#### [Task statement]
A line qualifies if it holds the string "robe". Copy every qualifying line from the records.

-------- Extracted information

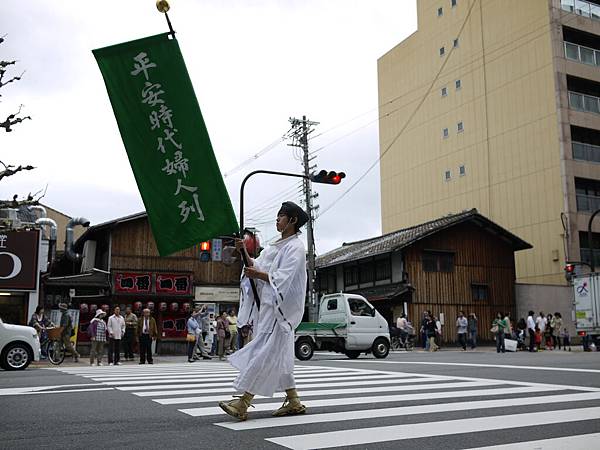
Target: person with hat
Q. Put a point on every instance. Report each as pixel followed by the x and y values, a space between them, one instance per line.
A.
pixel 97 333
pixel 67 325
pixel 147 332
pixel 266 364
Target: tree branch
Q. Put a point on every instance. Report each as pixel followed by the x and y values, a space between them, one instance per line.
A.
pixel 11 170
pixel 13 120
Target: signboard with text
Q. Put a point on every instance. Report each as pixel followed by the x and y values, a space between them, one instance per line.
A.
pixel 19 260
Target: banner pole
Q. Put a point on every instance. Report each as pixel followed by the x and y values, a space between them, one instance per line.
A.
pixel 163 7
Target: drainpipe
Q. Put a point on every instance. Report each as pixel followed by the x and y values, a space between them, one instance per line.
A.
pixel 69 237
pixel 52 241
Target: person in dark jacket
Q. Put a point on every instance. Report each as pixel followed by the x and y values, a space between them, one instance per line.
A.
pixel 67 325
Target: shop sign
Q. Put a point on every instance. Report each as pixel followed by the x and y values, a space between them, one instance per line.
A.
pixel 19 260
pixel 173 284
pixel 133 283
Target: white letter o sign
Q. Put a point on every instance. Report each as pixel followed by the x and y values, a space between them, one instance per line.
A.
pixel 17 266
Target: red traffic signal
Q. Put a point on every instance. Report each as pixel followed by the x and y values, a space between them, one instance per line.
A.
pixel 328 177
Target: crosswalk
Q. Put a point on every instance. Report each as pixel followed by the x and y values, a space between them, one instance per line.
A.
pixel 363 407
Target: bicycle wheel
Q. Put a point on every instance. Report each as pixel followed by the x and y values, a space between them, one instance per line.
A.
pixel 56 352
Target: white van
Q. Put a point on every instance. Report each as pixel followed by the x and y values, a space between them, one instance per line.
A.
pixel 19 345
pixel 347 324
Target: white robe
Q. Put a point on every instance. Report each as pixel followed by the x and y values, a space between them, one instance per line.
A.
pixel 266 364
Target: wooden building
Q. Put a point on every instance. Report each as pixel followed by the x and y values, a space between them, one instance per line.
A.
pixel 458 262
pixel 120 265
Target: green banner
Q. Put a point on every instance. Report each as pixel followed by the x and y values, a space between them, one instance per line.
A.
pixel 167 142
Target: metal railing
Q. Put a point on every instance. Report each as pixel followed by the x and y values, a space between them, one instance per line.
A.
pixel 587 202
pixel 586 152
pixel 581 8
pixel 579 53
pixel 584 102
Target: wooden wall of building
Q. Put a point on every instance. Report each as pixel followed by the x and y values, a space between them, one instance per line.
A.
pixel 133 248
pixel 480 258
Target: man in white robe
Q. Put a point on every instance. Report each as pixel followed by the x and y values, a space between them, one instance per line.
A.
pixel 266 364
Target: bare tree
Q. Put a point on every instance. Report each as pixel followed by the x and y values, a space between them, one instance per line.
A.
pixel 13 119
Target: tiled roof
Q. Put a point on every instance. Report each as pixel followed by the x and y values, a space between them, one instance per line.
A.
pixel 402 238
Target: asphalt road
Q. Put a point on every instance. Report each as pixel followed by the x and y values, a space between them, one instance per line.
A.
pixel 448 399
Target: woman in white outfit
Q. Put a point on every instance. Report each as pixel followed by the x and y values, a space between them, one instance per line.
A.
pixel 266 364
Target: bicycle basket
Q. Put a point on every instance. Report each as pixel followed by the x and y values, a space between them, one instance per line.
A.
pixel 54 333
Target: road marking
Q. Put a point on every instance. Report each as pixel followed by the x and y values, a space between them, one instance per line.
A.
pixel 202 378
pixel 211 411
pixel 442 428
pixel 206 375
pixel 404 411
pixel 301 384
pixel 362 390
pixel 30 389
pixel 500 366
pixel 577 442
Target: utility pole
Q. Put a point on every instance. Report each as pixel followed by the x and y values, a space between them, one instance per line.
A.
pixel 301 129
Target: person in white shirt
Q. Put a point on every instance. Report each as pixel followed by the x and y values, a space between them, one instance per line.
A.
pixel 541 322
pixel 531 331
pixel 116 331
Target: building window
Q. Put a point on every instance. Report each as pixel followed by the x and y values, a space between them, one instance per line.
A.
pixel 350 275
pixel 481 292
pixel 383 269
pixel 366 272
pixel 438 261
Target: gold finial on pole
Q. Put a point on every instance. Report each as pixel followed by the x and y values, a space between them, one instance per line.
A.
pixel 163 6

----------------
-------- Extracted information

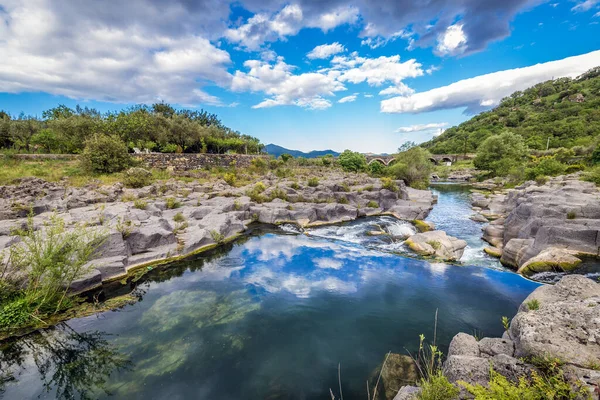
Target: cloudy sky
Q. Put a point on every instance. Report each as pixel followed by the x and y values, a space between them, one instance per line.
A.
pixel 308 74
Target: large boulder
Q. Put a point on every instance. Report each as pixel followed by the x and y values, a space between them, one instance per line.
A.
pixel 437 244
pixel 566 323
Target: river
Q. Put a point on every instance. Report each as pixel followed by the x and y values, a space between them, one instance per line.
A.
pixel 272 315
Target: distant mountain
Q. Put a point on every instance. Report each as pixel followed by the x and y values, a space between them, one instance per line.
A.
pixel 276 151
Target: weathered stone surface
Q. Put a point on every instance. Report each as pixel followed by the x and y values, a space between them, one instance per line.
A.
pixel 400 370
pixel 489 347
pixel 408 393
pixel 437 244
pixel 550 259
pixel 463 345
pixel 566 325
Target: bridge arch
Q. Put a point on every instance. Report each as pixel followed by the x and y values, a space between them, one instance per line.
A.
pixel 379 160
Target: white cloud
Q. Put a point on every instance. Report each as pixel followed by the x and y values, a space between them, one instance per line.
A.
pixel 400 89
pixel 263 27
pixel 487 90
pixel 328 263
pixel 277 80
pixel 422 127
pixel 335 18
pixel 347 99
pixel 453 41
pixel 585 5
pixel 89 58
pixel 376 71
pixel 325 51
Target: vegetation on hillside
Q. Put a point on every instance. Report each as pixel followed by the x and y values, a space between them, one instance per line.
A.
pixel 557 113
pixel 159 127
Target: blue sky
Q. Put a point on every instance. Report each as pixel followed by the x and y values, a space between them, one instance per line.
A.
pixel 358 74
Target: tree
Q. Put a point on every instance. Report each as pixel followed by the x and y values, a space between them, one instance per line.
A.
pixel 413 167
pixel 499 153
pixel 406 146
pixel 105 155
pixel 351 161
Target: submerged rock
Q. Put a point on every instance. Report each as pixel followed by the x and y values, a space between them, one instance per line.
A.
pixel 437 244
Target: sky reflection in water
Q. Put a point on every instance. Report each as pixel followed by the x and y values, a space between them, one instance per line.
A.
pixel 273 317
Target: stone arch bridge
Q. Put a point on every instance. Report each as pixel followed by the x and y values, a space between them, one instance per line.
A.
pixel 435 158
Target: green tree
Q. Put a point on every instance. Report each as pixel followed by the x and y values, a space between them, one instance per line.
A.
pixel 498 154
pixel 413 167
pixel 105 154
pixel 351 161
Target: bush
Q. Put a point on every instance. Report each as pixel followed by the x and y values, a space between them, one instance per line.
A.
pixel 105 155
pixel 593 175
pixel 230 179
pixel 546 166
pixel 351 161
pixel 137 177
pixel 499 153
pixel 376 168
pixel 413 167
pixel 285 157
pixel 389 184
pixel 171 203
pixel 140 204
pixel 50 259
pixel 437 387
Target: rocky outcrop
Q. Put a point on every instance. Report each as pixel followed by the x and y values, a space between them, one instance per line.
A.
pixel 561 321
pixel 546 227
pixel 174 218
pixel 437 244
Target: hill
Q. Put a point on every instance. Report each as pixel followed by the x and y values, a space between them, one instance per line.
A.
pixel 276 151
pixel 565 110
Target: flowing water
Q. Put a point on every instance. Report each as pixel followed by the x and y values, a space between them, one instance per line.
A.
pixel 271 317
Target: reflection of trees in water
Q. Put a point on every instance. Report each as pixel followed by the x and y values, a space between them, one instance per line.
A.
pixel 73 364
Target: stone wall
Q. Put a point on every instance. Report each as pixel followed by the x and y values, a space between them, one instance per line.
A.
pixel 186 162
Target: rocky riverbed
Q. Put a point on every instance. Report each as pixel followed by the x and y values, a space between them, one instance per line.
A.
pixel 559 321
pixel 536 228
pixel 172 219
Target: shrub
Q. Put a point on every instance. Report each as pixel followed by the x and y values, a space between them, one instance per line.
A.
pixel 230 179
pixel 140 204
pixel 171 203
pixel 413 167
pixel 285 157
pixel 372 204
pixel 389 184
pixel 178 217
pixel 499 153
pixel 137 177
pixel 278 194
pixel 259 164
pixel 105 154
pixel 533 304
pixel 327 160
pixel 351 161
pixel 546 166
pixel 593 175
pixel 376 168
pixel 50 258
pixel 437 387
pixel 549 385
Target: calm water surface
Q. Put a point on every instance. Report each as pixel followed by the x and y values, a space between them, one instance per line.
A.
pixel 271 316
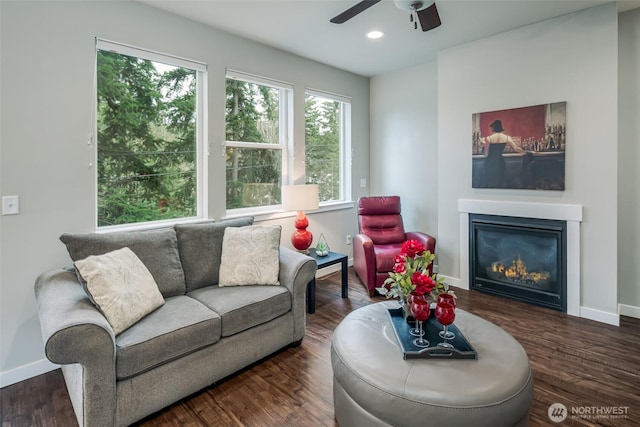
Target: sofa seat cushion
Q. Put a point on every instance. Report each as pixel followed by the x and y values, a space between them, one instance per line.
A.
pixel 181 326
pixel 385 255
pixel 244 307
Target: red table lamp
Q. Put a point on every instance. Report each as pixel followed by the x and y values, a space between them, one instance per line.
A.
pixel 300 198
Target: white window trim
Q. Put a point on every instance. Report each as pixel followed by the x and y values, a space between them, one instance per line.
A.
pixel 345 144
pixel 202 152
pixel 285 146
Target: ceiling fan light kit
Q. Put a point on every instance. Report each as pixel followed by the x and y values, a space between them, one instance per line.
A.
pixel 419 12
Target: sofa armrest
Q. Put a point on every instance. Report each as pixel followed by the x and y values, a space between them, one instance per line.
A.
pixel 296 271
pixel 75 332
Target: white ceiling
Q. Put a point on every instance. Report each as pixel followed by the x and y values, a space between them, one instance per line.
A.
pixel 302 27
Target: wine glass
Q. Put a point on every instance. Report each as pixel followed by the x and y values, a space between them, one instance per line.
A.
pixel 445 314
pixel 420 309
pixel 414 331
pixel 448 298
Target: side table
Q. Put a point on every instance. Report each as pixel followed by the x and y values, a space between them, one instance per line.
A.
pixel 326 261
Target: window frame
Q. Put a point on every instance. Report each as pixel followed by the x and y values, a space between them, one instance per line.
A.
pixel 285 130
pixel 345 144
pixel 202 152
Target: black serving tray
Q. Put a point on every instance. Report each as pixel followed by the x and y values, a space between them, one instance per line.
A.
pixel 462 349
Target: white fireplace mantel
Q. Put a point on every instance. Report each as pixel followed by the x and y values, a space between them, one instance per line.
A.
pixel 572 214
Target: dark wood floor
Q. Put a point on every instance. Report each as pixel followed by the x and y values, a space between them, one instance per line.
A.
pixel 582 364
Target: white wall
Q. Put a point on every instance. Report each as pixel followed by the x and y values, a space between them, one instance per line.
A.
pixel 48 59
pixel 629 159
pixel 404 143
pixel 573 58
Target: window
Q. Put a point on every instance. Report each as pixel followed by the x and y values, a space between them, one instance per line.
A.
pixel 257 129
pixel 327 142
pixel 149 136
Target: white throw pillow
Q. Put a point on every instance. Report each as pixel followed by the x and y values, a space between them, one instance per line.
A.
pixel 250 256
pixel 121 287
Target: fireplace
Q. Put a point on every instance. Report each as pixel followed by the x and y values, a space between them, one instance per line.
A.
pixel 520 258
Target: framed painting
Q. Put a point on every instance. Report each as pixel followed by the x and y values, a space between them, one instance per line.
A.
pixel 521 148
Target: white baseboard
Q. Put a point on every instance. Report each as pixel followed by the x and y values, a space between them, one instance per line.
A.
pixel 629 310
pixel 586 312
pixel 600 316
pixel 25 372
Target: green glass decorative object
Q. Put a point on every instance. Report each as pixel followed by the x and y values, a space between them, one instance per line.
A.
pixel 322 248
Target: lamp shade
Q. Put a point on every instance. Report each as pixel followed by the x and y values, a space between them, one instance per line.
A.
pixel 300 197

----------------

#### [Result for this task]
Target: white robe
Target: man in white robe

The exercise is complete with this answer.